PASSAGE TO READ -
──────

Yugoslav Army Outside the Homeland (, ) is the term for members of the Royal Yugoslav Army who managed to escape capture in the April War. This part of the Yugoslav Аrmy numbered about 980 to 1158 people, mostly members of the navy and air force, who were stationed in Egypt and the Middle East. Only this part of the army was under the direct command of the Yugoslav government-in-exile.

World War II

Forming 

A group of high-ranking officers led by the Prime Minister and Army General Dušan Simović, the Minister of the Army and Navy Bogoljub Ilić and the Commander of the Air Force, Brigadier General Borivoje Mirković together with members of the government and King Peter II left the Kingdom of Yugoslavia on 15 April 1941 from Nikšić via Greece for Palestine and Egypt. The break-up and collapse of the Yugoslav Army in April 1941, disorganization and devastation forced the airmen to cope on their own in difficult circumstances. Several planes flew over the territory of the Soviet Union. A number of airmen left the mainland from Macedonia to Greece and further by ships to the Middle East. On 17 April, seaplanes flew eight flights from the Bay of Kotor to Greece. They flew to Alexandria via Corfu, Athens and Crete on 23 April 1941. Individuals and smaller groups of the land army withdrew from Macedonia on their own initiative. The gathering was held in the territories of Egypt and Jordan. From that day on, the evacuated army that escaped capture during the capitulation was named the Yugoslav Army Outside the Homeland.

On 21 July 1941, General Ilić submitted a report to Prime Minister Simović, on the number of members of the exiled army in Cairo. The number of evacuated members by army consisted of the army: 38 officers, 16 non-commissioned officers, 26 corporals and ranks, and from the navy: 15 officers, 1 mechanical officer, 1 civil engineering officer, 1 medical officer, 67 non-commissioned officers, 9 corporals and ranks. There were the most members of the aviation: 103 officers, 100 non-commissioned officers, 37 corporals and ranks.

Development 

During 1941, a Yugoslav air squadron, consisting of 3 squadrons (fighter, bomber and marine squadron), was to be formed from the fleeing airmen with the help of the British. Only marine and fighter squadrons were formed, and the bomber was not. At the request of the British, the hunting squadron was disbanded after about 15 days. Later, an air force command was formed. A marine squadron was formed in Abu Kebir from aviators who fled from the Bay of Kotor in April 1941. It joined the British squadron, which defended the wider region of Alexandria, rescued fallen and stray crews and discovered enemy vessels. Of the weapons, it had seaplanes with which it flew from Yugoslavia to Africa. Until April 1942, the squadron carried out combat missions.

──────

RECORD EXTRACTS -
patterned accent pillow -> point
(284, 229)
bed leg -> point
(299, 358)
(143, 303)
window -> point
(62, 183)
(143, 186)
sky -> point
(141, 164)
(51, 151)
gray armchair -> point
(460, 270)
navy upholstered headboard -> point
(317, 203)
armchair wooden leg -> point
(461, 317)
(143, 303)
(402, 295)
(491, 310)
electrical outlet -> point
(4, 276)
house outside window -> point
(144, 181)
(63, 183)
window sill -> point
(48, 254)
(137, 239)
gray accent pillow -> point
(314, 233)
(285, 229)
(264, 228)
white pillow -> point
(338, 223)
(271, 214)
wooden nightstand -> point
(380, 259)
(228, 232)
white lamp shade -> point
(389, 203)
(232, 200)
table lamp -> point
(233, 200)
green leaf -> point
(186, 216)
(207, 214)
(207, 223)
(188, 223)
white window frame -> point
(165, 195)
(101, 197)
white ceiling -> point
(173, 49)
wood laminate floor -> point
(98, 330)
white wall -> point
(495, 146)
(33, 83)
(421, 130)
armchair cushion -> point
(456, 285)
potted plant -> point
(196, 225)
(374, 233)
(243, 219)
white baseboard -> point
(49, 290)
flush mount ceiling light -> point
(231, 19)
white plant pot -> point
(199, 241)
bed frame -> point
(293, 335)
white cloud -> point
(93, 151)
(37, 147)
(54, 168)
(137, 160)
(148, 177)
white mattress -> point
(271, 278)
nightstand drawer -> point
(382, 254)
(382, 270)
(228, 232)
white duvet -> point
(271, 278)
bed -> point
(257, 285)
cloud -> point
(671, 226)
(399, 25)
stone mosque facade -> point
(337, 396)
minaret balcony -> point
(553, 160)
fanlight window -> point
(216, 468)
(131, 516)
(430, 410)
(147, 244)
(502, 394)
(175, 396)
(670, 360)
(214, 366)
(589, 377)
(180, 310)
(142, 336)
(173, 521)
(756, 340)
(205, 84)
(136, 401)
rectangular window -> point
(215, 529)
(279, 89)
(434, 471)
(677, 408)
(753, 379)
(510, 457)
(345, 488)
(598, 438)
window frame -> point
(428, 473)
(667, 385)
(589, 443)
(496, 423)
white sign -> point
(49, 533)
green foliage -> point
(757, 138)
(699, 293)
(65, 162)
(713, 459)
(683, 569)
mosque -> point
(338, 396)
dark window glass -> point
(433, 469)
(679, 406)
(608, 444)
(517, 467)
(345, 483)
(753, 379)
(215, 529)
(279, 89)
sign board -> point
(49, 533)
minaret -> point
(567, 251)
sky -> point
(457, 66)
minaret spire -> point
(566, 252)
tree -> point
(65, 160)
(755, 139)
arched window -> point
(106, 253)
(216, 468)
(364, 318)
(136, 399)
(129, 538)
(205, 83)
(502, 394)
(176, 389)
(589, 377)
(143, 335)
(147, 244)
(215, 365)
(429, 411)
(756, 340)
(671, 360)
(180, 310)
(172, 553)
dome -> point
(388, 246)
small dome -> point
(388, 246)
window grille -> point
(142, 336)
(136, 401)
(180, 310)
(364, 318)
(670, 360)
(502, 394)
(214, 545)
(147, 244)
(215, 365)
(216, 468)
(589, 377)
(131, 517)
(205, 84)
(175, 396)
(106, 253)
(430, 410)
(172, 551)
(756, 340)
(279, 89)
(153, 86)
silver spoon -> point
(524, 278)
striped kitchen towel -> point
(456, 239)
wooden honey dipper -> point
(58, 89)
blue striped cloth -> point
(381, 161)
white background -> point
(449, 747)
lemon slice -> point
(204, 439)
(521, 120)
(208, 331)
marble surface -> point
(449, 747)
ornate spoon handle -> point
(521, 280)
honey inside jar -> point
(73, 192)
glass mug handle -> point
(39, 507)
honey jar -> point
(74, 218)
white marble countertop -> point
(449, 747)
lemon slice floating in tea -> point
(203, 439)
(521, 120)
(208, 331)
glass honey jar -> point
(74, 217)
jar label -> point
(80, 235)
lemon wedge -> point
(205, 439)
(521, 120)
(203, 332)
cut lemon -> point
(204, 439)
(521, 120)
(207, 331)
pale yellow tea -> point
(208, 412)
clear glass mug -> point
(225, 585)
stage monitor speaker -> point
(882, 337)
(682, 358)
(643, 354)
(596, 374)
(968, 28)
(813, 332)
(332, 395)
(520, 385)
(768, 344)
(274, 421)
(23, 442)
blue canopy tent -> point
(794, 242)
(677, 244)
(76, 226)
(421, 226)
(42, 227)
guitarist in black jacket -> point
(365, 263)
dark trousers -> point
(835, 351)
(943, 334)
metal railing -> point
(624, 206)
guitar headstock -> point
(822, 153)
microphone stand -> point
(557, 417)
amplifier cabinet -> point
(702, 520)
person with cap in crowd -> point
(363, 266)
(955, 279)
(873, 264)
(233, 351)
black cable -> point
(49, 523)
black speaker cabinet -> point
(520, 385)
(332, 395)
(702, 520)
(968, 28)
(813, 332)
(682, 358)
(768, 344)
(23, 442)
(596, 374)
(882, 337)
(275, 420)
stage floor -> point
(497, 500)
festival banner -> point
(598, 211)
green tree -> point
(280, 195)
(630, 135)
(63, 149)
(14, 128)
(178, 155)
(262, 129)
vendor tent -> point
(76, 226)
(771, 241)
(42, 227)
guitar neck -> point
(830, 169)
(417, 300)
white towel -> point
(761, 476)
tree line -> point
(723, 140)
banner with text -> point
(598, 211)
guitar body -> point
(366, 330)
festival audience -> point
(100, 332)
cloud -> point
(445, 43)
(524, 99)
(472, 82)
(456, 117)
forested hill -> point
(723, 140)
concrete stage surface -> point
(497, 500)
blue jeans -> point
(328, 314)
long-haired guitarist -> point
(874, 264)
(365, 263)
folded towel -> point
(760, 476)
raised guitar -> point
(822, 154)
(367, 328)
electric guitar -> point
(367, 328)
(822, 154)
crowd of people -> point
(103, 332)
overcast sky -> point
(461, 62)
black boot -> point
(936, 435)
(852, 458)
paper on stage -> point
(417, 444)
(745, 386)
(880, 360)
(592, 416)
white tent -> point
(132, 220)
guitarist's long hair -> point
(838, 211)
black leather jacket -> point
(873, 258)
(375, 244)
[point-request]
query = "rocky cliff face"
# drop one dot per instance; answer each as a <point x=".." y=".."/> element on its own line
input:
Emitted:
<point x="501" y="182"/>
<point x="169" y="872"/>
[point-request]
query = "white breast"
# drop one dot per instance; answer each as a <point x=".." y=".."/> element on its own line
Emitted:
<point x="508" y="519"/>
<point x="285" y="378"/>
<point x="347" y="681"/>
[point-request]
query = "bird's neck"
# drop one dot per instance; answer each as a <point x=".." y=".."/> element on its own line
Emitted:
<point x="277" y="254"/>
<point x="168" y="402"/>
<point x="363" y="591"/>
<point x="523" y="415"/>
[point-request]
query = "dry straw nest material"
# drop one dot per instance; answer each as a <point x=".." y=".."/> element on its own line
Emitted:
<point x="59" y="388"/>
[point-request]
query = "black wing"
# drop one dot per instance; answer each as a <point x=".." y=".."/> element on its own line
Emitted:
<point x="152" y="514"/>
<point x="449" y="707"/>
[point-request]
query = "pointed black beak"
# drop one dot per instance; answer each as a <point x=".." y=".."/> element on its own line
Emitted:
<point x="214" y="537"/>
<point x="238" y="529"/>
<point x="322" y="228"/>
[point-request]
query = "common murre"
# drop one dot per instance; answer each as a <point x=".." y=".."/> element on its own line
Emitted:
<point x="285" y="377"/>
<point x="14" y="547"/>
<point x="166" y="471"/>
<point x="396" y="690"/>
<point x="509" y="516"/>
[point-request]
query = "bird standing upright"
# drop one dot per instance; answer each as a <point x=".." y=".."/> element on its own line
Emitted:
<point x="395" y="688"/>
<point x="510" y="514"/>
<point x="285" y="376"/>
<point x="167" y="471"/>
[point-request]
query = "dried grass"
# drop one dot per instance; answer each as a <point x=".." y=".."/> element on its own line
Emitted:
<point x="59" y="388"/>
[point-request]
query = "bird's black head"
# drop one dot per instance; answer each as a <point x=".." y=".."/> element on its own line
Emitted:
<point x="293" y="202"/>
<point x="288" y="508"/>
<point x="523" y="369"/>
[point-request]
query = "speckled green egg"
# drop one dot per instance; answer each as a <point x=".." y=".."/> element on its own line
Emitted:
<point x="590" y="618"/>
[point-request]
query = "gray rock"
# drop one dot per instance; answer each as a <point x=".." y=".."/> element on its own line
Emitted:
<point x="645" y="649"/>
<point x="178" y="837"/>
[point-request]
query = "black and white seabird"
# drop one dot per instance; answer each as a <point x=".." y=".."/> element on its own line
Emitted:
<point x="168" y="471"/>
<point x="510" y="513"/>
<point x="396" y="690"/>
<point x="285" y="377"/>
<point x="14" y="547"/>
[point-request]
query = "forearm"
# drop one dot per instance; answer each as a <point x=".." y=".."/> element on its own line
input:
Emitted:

──────

EXERCISES -
[1] Copy out the stretch of the passage on the Yugoslav Army Outside the Homeland from "During 1941, a" through "out combat missions.".
[2] Carry on the passage on the Yugoslav Army Outside the Homeland, starting after its final sentence.
The material after the passage on the Yugoslav Army Outside the Homeland stands apart from it.

YOUR RESPONSES -
[1]
During 1941, a Yugoslav air squadron, consisting of 3 squadrons (fighter, bomber and marine squadron), was to be formed from the fleeing airmen with the help of the British. Only marine and fighter squadrons were formed, and the bomber was not. At the request of the British, the hunting squadron was disbanded after about 15 days. Later, an air force command was formed. A marine squadron was formed in Abu Kebir from aviators who fled from the Bay of Kotor in April 1941. It joined the British squadron, which defended the wider region of Alexandria, rescued fallen and stray crews and discovered enemy vessels. Of the weapons, it had seaplanes with which it flew from Yugoslavia to Africa. Until April 1942, the squadron carried out combat missions.

[2]
At the end of April 1942, the hydro squadron ceased combat operations due to the dilapidation of the seaplanes with which they flew in from Yugoslavia, and the new allies did not assign them. The Supreme Command of the Royal Army had a Guards Battalion, composed of prisoners from Istria and the Slovenian Littoral, an air force and a naval detachment. The entire Yugoslav Army Outside the Homeland numbered 980 people.

Problems and disbandment 
Mass cancellation of obedience to the elders and defections to the Overseas Brigades of the National Liberation Army were daily occurrences after 1 January 1944. The disobedient were disarmed and on 15 April 1944, about 1158 officers, non-commissioned officers and fighters gathered, ready to join the Yugoslav Partisans. A considerable number of royal airmen did not immediately declare themselves for the National Liberation War. Some waited for the situation to clear up, so individuals and smaller groups declared themselves by the end of 1944, and some even in 1945. A number of officers and soldiers did not want to join the Partisans. They remained abroad, and some of them actively worked against the Democratic Federal Yugoslavia after the war.

Notable Units
Royal Yugoslav Guards Battalion (1941–1944)
No. 7 (Yugoslav) Troop of the 10th (Inter-Allied) Commando (1943–1944)
Royal Yugoslav Air Force Detachment (1943–1945)
B Flight, No. 94 Sqn South African Air Force (1943–1944)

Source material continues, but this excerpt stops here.